Assigned task 1: Determine whether each of the following statements agrees with the clove oil abstract, answering yes or no and quoting the words of the abstract that decide it: (a) The MID of clove oil for S. aureus was 25 µL/L. (b) Twelve components of the clove oil were identified. (c) The vapour activity was expressed as weight per unit volume.
Assigned task 2: Render the following sentence from the clove oil abstract in Spanish: "Clove oil has antibacterial activity due to high level of eugenol."

Efek Antibakteri Uap Minyak Atsiri Bunga Cengkeh (Syzygium aromaticum L.) terhadap Pertumbuhan Escherichia coli dan Staphylococcus aureus dengan Metode Gaseous Contact
Abstract
Clove (Syzygium aromaticum L.) is one of the most valuable spices from
Indonesia that has been used as food preservative and for many medicinal
purpose. Clove oil has antibacterial activity due to high level of eugenol. Clove oil
is highly volatile at room temperature and has a potential to be developed as
inhalation therapy. The aims of this study are to determine Minimal Inhibitory
Dose (MID) of clove oil in vapour phase against Eschericia coli and
Staphylococcus aureus, to compare antibacterial effect of clove oil on the growth
of E. coli and S. aureus, and to determine the main compound of clove oil. The
method used in this study is gaseous contact, in which the various concentration
of volatile oil 25, 12,5; 6,25; 3,13, and 1,56%, dripped homogenously on filter
paper is exposed to the agar medium plate inoculated with test strains, placed in
airtight box. A Minimal Inhibitory Dose (MID) is introduced as a measure of the
vapour activity expressed as volume per unit volume (µL/L air). Results showed
that the MID of clove oil was 50 µL/L for E. coli and 25 µL/L for S. aureus. Thus,
clove oil in vapour phase is more effective in inhibiting the growth of gram-
positive bacteria than gram-negative bacteria. In this work, 10 components of the
clove oil were identified. Eugenol was the major component (87,92%).

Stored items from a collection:
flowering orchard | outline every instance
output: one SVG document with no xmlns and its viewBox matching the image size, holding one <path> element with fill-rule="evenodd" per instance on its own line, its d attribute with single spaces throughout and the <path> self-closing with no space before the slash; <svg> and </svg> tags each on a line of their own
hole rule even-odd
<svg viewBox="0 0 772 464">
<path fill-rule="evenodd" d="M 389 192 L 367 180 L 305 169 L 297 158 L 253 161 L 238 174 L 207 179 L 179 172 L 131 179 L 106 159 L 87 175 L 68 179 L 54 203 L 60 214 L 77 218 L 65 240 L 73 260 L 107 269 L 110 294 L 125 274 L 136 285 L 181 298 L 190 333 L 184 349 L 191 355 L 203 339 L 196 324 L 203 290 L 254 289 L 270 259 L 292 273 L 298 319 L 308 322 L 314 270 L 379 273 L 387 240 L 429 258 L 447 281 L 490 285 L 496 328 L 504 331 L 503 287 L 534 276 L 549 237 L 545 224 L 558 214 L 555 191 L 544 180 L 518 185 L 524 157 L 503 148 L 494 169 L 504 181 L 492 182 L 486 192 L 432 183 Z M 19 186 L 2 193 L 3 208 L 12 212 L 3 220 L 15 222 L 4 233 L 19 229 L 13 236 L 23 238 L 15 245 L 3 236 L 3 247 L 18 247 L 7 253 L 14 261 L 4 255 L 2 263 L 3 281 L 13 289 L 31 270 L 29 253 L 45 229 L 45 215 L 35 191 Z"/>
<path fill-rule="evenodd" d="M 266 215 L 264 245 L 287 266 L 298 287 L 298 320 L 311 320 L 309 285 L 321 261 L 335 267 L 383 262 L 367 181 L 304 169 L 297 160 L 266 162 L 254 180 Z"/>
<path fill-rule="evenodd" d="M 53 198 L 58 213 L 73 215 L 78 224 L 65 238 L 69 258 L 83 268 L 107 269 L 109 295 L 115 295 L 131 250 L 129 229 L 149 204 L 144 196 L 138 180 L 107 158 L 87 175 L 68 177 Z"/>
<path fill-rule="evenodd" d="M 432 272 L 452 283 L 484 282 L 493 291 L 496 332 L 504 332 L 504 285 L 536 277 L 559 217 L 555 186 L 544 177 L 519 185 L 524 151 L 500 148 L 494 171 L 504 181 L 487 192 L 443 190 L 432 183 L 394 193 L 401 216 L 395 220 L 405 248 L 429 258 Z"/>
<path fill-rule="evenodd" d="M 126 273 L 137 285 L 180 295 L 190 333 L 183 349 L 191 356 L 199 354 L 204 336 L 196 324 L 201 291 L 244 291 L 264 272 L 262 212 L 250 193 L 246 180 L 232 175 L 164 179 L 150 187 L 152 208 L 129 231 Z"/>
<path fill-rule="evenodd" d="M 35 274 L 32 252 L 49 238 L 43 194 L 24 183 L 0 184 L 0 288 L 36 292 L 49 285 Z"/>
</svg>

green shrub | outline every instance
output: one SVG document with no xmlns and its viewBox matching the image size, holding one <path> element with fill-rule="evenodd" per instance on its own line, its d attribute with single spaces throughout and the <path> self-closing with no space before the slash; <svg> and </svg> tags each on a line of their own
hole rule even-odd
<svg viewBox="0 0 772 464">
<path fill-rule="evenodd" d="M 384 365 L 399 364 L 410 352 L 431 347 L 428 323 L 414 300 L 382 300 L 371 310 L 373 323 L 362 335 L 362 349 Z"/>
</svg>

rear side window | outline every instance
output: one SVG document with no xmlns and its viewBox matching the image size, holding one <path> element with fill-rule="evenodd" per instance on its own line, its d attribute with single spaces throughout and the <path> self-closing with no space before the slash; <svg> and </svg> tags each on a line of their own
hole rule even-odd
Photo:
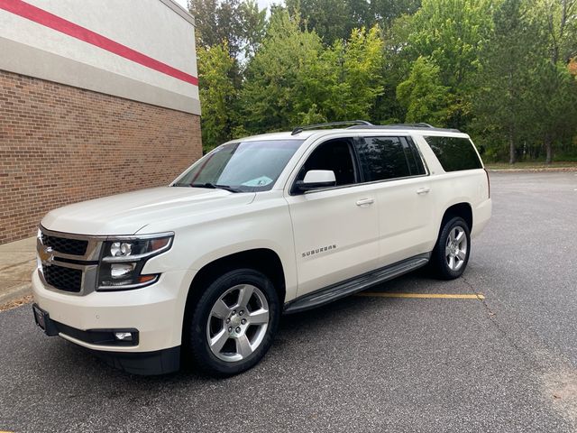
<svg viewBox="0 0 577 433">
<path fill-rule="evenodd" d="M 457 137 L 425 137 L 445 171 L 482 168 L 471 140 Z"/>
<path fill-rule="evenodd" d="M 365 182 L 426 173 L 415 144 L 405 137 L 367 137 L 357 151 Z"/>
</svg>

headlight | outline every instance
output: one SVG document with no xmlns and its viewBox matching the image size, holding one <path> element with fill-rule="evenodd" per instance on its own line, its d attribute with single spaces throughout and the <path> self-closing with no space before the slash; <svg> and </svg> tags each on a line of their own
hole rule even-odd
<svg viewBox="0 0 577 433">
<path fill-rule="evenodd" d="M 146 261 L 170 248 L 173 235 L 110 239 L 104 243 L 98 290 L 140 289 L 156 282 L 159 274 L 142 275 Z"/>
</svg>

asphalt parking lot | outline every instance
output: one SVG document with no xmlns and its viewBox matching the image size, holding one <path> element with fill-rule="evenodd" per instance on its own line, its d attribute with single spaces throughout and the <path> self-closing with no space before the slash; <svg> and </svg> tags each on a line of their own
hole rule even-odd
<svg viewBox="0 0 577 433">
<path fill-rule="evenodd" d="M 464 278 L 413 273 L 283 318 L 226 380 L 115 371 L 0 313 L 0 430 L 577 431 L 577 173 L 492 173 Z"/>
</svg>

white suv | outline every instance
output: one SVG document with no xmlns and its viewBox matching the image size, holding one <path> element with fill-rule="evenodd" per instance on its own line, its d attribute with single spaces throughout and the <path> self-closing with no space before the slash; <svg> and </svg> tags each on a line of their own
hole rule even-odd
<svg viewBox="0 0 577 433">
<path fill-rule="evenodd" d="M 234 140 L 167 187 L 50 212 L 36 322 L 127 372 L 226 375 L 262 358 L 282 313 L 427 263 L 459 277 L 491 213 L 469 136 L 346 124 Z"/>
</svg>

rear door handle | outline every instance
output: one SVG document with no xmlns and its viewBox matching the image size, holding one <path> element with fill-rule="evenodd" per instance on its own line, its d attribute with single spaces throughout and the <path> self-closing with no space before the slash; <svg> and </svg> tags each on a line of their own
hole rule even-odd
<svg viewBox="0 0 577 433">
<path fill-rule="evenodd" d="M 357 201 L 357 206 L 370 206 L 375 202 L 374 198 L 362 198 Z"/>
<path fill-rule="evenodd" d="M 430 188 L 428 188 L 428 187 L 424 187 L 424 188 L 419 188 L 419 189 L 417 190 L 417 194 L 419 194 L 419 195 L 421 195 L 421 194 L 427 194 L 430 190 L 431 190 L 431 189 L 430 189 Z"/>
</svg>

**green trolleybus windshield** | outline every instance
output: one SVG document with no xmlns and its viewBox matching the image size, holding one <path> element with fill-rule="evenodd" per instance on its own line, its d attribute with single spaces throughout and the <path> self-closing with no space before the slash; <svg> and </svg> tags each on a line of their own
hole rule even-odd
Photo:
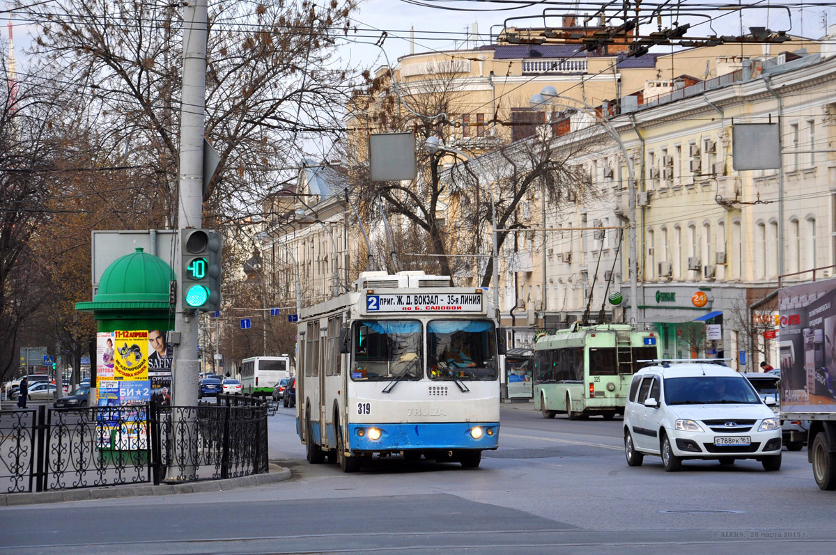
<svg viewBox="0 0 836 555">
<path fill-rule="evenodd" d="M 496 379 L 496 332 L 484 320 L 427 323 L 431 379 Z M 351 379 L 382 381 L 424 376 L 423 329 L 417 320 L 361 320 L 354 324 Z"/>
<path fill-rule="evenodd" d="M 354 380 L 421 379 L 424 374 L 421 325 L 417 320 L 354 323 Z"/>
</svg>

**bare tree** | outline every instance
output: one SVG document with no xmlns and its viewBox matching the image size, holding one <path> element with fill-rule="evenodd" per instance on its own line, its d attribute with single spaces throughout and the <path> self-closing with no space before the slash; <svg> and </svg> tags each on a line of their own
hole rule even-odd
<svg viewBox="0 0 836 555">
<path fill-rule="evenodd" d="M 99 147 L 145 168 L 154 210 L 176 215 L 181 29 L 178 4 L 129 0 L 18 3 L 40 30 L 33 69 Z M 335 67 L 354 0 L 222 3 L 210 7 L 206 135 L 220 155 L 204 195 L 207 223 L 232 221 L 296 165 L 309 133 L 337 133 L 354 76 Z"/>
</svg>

Reply 1:
(a) Yes: "the MID of clove oil was 50 µL/L for E. coli and 25 µL/L for S. aureus"
(b) No: "10 components of the clove oil were identified"
(c) No: "expressed as volume per unit volume (µL/L air)"

Reply 2: El aceite de clavo tiene actividad antibacteriana debido al alto nivel de eugenol.